Task to complete:
After locating the line that contains "like [(139, 336)]" in the records below, write out exactly that line and each line after it through the one that contains "like [(61, 95)]", and nothing else.
#### Input for this task
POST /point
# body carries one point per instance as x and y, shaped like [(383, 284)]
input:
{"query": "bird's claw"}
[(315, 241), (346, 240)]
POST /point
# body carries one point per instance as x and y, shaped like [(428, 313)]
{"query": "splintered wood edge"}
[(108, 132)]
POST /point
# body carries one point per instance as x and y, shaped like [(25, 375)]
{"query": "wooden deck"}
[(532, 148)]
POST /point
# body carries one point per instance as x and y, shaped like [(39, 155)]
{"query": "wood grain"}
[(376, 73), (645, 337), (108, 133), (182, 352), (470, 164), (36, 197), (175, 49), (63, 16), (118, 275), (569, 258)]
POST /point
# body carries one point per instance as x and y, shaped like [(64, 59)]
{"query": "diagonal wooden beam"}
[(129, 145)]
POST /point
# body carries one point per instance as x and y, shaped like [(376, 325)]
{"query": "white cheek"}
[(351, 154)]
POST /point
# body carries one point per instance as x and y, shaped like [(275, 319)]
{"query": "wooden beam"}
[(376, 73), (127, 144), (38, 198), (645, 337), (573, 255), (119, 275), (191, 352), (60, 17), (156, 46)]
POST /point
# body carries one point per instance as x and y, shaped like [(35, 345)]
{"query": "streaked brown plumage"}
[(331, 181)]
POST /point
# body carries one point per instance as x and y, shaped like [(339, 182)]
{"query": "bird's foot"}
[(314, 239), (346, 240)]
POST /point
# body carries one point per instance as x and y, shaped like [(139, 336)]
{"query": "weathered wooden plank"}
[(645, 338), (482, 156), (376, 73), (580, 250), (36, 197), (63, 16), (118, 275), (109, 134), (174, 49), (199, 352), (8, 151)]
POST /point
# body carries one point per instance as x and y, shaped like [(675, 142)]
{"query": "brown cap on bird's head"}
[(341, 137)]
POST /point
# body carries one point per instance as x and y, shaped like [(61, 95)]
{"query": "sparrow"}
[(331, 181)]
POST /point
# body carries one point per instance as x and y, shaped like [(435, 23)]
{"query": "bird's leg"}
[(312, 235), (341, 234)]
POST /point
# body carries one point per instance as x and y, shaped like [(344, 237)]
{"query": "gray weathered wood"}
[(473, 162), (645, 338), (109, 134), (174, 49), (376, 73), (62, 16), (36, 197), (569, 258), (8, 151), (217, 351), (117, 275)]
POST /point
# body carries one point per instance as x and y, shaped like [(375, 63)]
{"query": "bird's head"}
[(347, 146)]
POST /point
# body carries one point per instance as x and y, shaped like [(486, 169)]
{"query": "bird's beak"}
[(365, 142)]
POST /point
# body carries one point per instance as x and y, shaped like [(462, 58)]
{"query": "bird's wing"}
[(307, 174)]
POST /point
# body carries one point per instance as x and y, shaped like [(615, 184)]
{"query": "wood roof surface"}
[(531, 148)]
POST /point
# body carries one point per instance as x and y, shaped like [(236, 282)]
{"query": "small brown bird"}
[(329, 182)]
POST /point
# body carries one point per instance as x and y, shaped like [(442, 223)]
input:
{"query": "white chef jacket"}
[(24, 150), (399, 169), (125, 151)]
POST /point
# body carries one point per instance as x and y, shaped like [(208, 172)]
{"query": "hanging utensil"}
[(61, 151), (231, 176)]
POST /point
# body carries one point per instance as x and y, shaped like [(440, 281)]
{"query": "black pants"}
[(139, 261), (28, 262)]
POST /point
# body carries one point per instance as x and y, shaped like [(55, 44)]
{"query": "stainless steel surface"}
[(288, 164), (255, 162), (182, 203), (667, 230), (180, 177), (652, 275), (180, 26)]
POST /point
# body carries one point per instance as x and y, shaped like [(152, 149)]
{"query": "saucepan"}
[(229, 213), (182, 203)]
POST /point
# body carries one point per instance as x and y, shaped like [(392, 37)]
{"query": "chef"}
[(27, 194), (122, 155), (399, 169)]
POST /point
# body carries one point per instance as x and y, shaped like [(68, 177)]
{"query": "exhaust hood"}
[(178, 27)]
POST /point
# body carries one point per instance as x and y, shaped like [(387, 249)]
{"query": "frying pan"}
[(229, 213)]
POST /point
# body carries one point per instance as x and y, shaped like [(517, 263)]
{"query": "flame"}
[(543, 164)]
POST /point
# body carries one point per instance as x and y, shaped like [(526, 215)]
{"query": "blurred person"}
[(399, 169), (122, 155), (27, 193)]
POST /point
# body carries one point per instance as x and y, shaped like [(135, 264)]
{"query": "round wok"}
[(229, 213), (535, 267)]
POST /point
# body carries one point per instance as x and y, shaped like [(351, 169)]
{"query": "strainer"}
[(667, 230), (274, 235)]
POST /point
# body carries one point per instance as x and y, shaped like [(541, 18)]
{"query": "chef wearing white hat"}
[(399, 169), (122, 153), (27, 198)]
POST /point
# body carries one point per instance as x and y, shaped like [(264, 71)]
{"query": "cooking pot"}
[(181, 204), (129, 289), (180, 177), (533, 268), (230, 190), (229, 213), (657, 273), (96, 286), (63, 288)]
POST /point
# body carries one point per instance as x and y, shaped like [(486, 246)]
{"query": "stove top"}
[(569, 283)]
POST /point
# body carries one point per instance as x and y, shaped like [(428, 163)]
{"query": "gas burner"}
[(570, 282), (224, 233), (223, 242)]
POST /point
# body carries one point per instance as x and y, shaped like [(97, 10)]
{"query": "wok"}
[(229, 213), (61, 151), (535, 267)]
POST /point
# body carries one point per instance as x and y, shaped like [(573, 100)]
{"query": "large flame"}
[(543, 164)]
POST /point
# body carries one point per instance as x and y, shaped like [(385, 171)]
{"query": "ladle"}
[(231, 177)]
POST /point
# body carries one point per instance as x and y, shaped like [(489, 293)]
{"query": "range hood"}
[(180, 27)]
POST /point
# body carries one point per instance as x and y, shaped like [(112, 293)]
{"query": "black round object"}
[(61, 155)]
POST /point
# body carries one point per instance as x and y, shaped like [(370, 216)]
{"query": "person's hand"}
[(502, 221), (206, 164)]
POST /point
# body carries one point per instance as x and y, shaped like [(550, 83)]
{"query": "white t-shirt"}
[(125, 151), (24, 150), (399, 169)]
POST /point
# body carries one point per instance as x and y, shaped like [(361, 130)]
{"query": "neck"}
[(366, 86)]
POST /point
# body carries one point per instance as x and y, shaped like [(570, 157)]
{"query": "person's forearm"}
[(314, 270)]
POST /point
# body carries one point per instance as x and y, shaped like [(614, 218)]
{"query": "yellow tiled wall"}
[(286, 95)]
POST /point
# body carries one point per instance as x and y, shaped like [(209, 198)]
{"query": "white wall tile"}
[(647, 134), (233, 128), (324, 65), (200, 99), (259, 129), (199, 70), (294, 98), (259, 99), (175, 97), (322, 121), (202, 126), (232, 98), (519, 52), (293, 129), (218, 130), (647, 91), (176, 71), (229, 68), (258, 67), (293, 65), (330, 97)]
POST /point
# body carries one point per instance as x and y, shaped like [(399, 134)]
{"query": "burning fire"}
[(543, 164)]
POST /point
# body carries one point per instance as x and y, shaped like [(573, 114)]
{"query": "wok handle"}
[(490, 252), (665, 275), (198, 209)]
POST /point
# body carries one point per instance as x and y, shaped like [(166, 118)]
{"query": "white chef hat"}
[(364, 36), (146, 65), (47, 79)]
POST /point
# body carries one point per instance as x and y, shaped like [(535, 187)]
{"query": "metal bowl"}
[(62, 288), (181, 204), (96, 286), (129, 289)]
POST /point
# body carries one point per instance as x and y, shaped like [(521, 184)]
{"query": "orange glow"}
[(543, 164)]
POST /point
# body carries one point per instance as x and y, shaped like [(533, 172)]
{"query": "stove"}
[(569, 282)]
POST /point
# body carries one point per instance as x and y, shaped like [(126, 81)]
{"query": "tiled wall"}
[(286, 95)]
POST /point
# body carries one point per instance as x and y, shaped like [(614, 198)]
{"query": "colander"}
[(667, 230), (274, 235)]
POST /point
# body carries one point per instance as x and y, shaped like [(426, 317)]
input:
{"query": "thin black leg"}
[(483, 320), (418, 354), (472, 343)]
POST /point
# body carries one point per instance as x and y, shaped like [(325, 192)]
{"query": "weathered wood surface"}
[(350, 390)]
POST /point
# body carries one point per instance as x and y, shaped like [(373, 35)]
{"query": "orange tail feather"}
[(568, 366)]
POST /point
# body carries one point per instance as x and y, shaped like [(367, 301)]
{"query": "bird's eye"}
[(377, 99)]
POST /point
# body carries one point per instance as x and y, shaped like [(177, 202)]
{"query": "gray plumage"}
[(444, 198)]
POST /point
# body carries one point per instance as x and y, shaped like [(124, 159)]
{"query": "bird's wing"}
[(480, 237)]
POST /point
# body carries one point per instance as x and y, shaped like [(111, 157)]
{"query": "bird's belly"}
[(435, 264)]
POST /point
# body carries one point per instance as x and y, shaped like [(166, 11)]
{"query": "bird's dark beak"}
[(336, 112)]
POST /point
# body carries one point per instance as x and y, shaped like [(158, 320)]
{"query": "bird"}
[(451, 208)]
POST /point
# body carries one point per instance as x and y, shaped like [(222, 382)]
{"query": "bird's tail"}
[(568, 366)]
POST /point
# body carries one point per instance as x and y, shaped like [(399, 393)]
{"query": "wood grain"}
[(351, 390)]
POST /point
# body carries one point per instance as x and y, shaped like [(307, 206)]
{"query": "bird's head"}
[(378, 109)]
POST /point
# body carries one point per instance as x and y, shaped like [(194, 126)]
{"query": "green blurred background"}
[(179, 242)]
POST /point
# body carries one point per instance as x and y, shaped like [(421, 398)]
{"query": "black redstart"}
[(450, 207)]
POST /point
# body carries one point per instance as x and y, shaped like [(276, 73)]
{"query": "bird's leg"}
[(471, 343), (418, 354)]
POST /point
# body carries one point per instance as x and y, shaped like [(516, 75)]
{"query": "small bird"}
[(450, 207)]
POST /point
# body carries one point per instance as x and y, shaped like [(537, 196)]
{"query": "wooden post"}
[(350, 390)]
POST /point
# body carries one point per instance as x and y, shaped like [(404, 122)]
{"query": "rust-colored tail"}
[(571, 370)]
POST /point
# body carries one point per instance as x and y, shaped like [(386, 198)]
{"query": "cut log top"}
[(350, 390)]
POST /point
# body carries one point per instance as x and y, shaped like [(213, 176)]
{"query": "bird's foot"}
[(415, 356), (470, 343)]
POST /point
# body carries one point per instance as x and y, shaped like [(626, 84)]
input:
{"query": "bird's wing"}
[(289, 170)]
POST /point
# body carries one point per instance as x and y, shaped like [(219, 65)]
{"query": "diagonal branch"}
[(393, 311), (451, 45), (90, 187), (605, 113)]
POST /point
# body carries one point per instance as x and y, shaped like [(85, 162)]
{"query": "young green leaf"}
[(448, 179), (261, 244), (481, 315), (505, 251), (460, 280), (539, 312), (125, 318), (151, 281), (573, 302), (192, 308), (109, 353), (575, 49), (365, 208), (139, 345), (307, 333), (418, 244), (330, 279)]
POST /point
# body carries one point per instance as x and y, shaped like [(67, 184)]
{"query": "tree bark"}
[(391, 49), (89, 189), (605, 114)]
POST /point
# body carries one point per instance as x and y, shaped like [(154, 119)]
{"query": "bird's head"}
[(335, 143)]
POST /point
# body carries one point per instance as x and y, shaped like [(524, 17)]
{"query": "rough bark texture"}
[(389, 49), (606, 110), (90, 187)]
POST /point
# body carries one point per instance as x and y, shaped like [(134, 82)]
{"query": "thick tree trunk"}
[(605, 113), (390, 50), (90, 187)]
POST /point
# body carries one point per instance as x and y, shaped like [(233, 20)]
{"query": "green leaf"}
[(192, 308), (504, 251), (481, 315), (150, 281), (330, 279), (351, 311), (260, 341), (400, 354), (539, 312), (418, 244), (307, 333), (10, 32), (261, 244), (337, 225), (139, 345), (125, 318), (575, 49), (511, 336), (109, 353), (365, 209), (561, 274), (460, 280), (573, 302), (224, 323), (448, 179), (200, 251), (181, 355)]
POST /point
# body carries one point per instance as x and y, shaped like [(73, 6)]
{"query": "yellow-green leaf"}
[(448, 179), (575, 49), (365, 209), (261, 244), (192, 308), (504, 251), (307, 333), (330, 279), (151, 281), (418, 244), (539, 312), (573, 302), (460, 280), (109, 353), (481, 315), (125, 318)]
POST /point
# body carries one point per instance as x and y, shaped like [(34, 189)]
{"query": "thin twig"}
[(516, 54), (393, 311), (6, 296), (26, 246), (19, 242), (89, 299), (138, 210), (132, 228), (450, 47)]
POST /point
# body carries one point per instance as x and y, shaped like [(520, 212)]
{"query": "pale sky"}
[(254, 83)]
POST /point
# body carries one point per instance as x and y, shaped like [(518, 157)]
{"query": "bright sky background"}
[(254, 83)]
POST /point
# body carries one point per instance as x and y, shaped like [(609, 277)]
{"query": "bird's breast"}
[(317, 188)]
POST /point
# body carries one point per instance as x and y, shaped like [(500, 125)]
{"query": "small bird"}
########
Response:
# body carries one point per instance as x and y, shaped like [(139, 336)]
{"query": "weathered wooden plank"}
[(645, 338), (482, 156), (376, 73), (580, 250), (36, 197), (63, 16), (118, 275), (109, 134), (174, 49), (199, 352), (8, 151)]
POST /point
# body carries one point per instance as x and y, shaped like [(675, 142)]
{"query": "brown cap on bird's head"}
[(341, 137)]
POST /point
# body carries one point per instance as x and y, shaped like [(61, 95)]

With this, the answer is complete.